• TEXT FOR ANALYSIS:
[Start of section]
The S&P 500 index (SNPINDEX:^GSPC) fell a sharp 3.5% on Oct. 28, one of the worst days in months in a week that's seen stocks close lower every day. So far this week, the index of over 500 stocks that represent some 80% of U.S. stock market value is down more than 5.6%. 

Today's sell-off is the product of the same thing that's had investors on edge for the past several days: a resurgent coronavirus pandemic. More than 72,000 new COVID-19 cases were reported in the U.S. over the past 24 hours, marking the continued trend higher over the past couple of weeks, with the 7-day moving average in the U.S. now at the highest levels since the virus began spreading in the country. Overseas, Germany and France are taking steps to reduce the spread of the disease, and investors expect that some U.S. states could take similar actions. 

Today's brutal sell-off was particularly notable at the top of the index. Apple (NASDAQ:AAPL), Microsoft (NASDAQ:MSFT), Alphabet (NASDAQ:GOOGL)(NASDAQ:GOOG), and Facebook (NASDAQ:FB) shares all fell 5% or more. The Technology Select Sector SPDR ETF (NYSEMKT:XLK) fell 4%, and is down 12% since the September peak, back into correction territory. 

But before you think today's decline was just the big names at the top of the index, think again: 491 of the 503 stocks in the index fell today. 

Automatic Data Processing (NASDAQ:ADP) and General Electric (NYSE:GE) were the only two that gained more than 4% today, following earnings reports that were good enough to convince investors to bid up their shares on a very bearish day. 

Trader on stock exchange floor.

Image source: Getty Images.
[End of section]
• USING THE INFORMATION:
1. According to the S&P 500 article, which two stocks were the only ones to gain more than 4% that day?
2. Retype the section of the S&P 500 article starting with "But before you" and going on through "stock exchange floor.".
Answer from the S&P 500 article alone.

• LISTED ENTRIES:
[Start of section]
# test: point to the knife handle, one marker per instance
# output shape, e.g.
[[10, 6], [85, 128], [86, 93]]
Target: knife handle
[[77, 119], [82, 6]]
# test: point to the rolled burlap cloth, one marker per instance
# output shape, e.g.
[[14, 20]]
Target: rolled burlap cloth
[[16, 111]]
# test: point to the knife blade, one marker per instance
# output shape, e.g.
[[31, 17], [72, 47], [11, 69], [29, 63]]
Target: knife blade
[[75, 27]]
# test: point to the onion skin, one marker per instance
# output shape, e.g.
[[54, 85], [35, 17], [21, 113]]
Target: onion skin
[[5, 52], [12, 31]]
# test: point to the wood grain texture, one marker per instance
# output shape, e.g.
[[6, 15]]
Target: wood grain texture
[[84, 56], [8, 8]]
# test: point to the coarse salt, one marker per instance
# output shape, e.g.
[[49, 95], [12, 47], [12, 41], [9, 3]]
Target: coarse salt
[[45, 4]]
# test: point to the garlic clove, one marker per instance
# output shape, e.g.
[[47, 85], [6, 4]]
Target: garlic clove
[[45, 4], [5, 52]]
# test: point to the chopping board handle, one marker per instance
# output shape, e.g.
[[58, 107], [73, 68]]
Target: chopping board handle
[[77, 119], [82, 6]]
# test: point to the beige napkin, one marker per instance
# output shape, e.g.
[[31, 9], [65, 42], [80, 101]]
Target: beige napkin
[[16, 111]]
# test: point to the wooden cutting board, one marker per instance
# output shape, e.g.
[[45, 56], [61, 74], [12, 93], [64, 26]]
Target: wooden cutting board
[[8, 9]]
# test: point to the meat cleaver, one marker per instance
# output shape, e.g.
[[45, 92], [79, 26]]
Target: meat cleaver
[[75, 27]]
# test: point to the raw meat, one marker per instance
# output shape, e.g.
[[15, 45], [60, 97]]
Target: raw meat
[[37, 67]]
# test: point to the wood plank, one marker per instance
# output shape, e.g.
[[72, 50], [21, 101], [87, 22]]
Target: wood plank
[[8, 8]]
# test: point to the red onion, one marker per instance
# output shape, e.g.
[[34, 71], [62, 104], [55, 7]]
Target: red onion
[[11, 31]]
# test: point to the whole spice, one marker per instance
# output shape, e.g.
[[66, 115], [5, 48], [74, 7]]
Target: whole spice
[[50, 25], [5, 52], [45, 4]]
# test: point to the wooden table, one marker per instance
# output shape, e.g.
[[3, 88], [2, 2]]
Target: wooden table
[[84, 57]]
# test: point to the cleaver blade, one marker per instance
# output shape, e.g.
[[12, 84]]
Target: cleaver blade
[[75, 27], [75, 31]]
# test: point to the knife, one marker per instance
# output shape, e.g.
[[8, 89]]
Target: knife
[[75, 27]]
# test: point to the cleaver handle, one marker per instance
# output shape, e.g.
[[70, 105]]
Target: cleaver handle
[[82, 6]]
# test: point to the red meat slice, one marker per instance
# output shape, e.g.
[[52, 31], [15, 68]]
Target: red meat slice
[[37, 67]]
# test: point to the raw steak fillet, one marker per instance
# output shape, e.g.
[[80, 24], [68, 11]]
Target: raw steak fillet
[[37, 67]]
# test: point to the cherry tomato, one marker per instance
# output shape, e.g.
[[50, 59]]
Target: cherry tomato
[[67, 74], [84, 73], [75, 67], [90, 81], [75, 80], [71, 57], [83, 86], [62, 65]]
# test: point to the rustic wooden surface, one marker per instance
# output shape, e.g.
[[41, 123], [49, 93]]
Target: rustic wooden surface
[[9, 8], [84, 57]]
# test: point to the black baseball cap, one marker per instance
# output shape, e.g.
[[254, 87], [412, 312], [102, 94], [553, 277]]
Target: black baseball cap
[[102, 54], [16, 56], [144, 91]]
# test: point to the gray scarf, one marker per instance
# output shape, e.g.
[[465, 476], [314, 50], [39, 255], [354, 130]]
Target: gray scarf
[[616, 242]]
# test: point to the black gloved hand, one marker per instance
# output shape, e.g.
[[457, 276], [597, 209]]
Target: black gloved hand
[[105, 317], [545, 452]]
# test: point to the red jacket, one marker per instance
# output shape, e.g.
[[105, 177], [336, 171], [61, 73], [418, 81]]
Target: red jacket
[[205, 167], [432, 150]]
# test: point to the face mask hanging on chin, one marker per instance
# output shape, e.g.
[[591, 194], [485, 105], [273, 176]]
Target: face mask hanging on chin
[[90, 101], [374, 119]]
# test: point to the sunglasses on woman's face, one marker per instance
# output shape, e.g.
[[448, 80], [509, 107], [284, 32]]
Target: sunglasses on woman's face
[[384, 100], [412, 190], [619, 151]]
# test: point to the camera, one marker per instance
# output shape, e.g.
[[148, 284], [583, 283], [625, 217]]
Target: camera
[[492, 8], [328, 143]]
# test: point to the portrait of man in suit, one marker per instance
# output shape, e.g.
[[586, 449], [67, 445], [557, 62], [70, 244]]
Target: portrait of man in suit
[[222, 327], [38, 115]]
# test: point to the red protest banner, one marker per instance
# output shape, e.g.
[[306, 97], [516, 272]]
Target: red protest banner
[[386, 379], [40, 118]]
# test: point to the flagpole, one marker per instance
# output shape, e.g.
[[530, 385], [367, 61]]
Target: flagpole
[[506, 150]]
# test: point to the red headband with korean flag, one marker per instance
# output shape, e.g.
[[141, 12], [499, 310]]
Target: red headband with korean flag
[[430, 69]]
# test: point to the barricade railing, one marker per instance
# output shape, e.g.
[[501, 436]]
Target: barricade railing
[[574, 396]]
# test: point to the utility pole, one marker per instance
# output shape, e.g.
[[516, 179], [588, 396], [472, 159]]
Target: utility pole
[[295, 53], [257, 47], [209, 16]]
[End of section]
• RESULTS:
1. Automatic Data Processing and General Electric.

2.
But before you think today's decline was just the big names at the top of the index, think again: 491 of the 503 stocks in the index fell today. 

Automatic Data Processing (NASDAQ:ADP) and General Electric (NYSE:GE) were the only two that gained more than 4% today, following earnings reports that were good enough to convince investors to bid up their shares on a very bearish day. 

Trader on stock exchange floor.